Data items:
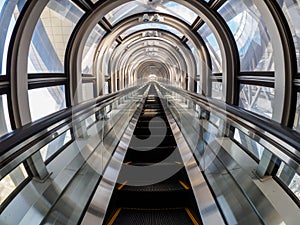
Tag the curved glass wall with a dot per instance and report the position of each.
(257, 99)
(297, 116)
(250, 34)
(213, 47)
(5, 126)
(90, 48)
(44, 101)
(9, 13)
(138, 6)
(51, 36)
(151, 26)
(291, 10)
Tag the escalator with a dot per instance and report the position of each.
(161, 195)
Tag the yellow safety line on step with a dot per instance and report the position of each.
(191, 216)
(112, 220)
(122, 185)
(186, 187)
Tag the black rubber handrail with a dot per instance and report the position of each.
(20, 135)
(285, 134)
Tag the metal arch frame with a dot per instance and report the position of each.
(136, 57)
(228, 47)
(169, 20)
(17, 60)
(178, 54)
(139, 56)
(185, 52)
(284, 77)
(143, 66)
(213, 19)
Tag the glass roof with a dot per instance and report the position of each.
(151, 26)
(250, 33)
(139, 6)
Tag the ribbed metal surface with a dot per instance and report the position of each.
(157, 217)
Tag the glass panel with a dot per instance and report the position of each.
(167, 7)
(88, 91)
(11, 181)
(217, 90)
(248, 143)
(250, 33)
(9, 13)
(257, 99)
(5, 126)
(297, 116)
(291, 9)
(44, 101)
(290, 178)
(151, 26)
(51, 36)
(196, 56)
(213, 48)
(50, 149)
(90, 48)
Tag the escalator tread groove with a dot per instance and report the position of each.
(151, 202)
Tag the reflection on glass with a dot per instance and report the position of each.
(195, 54)
(290, 178)
(257, 99)
(51, 36)
(50, 149)
(90, 48)
(248, 143)
(217, 90)
(213, 48)
(4, 116)
(297, 115)
(11, 181)
(291, 9)
(167, 7)
(250, 34)
(44, 101)
(87, 91)
(151, 26)
(9, 13)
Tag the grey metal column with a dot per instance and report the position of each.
(17, 71)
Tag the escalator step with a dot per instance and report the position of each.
(132, 216)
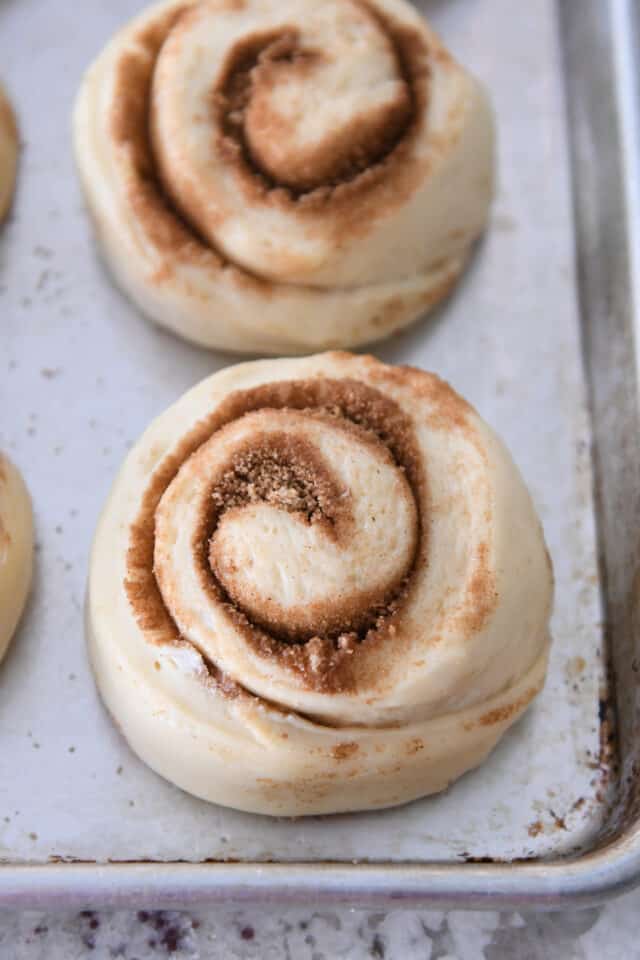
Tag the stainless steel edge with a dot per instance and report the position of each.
(548, 886)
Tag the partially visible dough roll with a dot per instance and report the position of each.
(8, 153)
(318, 585)
(16, 549)
(283, 175)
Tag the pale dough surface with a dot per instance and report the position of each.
(303, 254)
(16, 549)
(207, 708)
(8, 153)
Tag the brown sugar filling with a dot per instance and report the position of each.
(330, 662)
(372, 168)
(287, 472)
(249, 126)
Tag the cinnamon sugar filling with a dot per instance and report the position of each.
(345, 173)
(286, 473)
(253, 67)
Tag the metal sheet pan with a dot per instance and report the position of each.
(539, 337)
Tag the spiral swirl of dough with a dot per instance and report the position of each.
(318, 585)
(16, 549)
(283, 176)
(8, 154)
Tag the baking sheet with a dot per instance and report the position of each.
(81, 375)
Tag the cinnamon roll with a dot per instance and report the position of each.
(282, 176)
(16, 549)
(318, 585)
(8, 153)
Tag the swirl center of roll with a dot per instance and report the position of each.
(308, 526)
(316, 106)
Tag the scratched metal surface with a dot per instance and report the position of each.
(81, 374)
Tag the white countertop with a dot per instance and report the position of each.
(601, 933)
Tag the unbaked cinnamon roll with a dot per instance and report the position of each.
(8, 153)
(16, 549)
(318, 585)
(283, 176)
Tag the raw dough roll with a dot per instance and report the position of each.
(16, 549)
(283, 175)
(8, 153)
(318, 585)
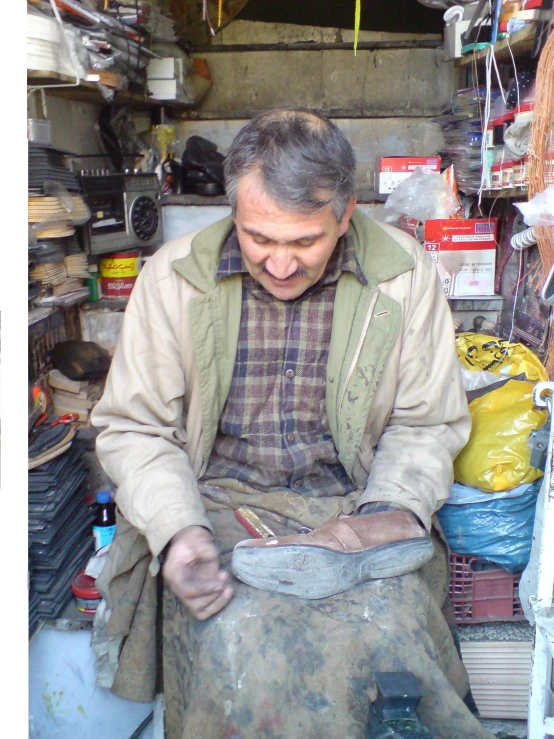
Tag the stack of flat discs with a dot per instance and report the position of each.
(49, 273)
(76, 265)
(51, 208)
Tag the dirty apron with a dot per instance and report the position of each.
(271, 665)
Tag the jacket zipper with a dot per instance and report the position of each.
(360, 346)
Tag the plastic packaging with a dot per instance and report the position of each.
(497, 456)
(479, 352)
(462, 495)
(472, 380)
(498, 530)
(424, 196)
(104, 525)
(539, 211)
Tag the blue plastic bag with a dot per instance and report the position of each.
(499, 529)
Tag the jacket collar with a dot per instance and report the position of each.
(380, 256)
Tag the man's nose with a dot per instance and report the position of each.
(281, 263)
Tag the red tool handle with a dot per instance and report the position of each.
(65, 419)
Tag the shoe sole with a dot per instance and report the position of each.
(314, 572)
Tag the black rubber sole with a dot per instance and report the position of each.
(314, 572)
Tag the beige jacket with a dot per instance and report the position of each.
(395, 400)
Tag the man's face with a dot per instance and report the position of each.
(285, 251)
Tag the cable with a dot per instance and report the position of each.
(138, 731)
(518, 281)
(515, 68)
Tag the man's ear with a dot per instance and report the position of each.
(345, 222)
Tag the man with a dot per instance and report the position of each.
(299, 359)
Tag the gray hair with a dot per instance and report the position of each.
(305, 162)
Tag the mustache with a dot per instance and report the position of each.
(297, 273)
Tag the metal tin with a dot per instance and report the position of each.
(87, 597)
(119, 273)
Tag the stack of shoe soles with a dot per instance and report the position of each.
(60, 532)
(46, 442)
(47, 163)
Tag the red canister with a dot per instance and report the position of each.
(87, 598)
(119, 273)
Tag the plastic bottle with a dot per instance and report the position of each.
(94, 284)
(104, 525)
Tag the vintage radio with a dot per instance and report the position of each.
(125, 212)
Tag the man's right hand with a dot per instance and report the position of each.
(192, 571)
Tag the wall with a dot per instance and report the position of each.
(384, 99)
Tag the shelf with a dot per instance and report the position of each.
(89, 92)
(113, 304)
(514, 192)
(191, 199)
(520, 43)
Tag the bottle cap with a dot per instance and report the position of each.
(104, 496)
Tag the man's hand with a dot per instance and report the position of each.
(192, 571)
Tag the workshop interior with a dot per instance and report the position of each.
(132, 106)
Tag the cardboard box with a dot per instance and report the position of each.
(393, 170)
(453, 39)
(464, 251)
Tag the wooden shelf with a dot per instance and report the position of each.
(520, 44)
(89, 92)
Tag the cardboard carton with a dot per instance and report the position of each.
(464, 251)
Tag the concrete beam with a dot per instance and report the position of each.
(254, 32)
(400, 82)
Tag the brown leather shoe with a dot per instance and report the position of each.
(343, 553)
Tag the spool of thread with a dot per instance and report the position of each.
(524, 239)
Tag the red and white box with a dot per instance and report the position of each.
(393, 170)
(464, 251)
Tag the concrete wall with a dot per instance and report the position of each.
(252, 32)
(384, 83)
(73, 124)
(370, 137)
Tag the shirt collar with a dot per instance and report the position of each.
(343, 259)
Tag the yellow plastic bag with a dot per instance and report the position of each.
(498, 454)
(480, 352)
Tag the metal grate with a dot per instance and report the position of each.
(483, 595)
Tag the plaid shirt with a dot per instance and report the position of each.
(274, 432)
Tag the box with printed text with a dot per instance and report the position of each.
(464, 251)
(393, 170)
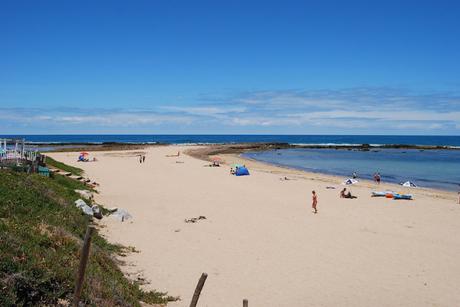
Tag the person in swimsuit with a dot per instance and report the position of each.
(314, 202)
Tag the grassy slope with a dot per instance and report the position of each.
(40, 238)
(74, 170)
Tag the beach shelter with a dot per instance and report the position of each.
(409, 184)
(350, 181)
(241, 171)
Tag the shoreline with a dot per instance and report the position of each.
(234, 154)
(259, 239)
(101, 146)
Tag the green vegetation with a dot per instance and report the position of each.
(74, 170)
(41, 234)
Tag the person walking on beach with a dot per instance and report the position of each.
(377, 178)
(314, 202)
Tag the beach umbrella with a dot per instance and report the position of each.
(350, 181)
(409, 184)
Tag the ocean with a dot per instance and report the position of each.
(292, 139)
(438, 169)
(427, 168)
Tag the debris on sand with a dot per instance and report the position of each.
(195, 219)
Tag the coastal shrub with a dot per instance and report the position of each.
(41, 234)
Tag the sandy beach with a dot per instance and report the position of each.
(260, 240)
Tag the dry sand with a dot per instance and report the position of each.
(261, 241)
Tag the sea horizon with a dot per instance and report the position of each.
(293, 139)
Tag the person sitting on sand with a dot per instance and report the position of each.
(344, 194)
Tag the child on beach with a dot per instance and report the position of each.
(314, 202)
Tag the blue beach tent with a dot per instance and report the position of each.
(241, 171)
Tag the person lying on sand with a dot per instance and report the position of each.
(345, 194)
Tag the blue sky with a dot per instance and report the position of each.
(276, 67)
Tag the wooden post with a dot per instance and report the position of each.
(198, 288)
(81, 269)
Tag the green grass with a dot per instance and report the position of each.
(74, 170)
(41, 233)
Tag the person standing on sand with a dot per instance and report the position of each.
(377, 178)
(314, 201)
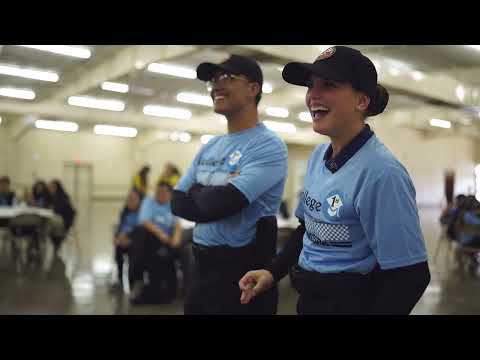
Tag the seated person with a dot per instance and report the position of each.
(127, 223)
(468, 228)
(159, 231)
(65, 213)
(170, 175)
(41, 196)
(140, 181)
(7, 197)
(450, 212)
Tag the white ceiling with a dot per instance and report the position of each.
(444, 68)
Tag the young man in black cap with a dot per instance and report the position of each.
(232, 191)
(359, 248)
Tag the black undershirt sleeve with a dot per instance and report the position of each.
(208, 203)
(398, 290)
(289, 255)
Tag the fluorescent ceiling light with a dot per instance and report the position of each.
(117, 87)
(206, 138)
(56, 125)
(460, 92)
(115, 130)
(28, 73)
(281, 126)
(394, 71)
(185, 137)
(305, 116)
(476, 47)
(441, 123)
(17, 93)
(377, 65)
(277, 112)
(94, 103)
(477, 171)
(173, 70)
(193, 98)
(135, 89)
(418, 75)
(267, 88)
(168, 112)
(74, 51)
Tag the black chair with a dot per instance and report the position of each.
(28, 239)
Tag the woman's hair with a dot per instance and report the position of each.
(60, 189)
(39, 185)
(378, 102)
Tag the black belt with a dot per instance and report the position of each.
(309, 282)
(223, 254)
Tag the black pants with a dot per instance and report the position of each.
(149, 254)
(214, 286)
(332, 294)
(120, 253)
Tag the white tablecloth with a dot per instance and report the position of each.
(8, 212)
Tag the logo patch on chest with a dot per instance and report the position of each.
(335, 201)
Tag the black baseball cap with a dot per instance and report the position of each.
(235, 64)
(342, 64)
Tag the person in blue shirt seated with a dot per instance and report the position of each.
(359, 248)
(468, 226)
(41, 195)
(121, 241)
(64, 213)
(152, 241)
(7, 197)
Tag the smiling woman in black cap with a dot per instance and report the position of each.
(359, 248)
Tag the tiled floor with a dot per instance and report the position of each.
(77, 282)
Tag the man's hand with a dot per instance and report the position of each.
(254, 283)
(195, 187)
(122, 240)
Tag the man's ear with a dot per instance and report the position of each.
(363, 102)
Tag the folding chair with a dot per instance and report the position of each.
(28, 239)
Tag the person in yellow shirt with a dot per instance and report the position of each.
(140, 181)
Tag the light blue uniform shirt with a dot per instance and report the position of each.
(129, 221)
(255, 162)
(361, 214)
(159, 214)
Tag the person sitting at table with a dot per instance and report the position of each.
(64, 211)
(41, 196)
(7, 197)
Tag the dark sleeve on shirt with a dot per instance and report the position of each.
(398, 290)
(289, 255)
(208, 203)
(123, 215)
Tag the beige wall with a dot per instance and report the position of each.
(3, 150)
(427, 157)
(41, 153)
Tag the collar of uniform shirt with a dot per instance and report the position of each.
(348, 151)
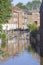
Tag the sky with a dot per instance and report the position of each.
(23, 1)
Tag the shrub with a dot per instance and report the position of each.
(32, 27)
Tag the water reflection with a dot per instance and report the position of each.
(15, 53)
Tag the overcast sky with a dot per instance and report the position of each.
(23, 1)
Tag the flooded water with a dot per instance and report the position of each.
(19, 44)
(25, 58)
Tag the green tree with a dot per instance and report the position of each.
(5, 9)
(29, 5)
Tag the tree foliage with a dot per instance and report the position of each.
(32, 27)
(5, 8)
(35, 4)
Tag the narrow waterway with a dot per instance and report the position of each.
(25, 58)
(19, 44)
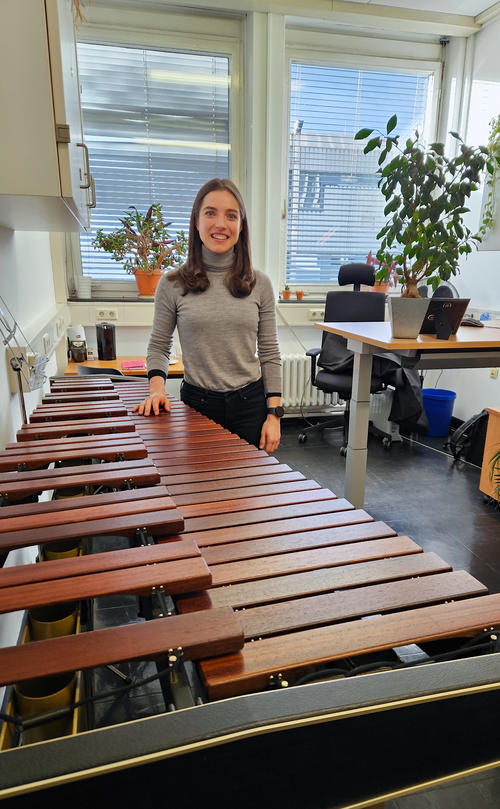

### Requirements
Locate every line in the data items that contains the word "white" and copy each one.

### Output for this exercise
Tag the white countertop with a dot per instance and report the position of each.
Tag the red and white box with a dot per instance and report the position of each.
Tag the white ceiling with a dot per instance and report the position of each.
Tag the white tablecloth with a dot per instance and report the position of each.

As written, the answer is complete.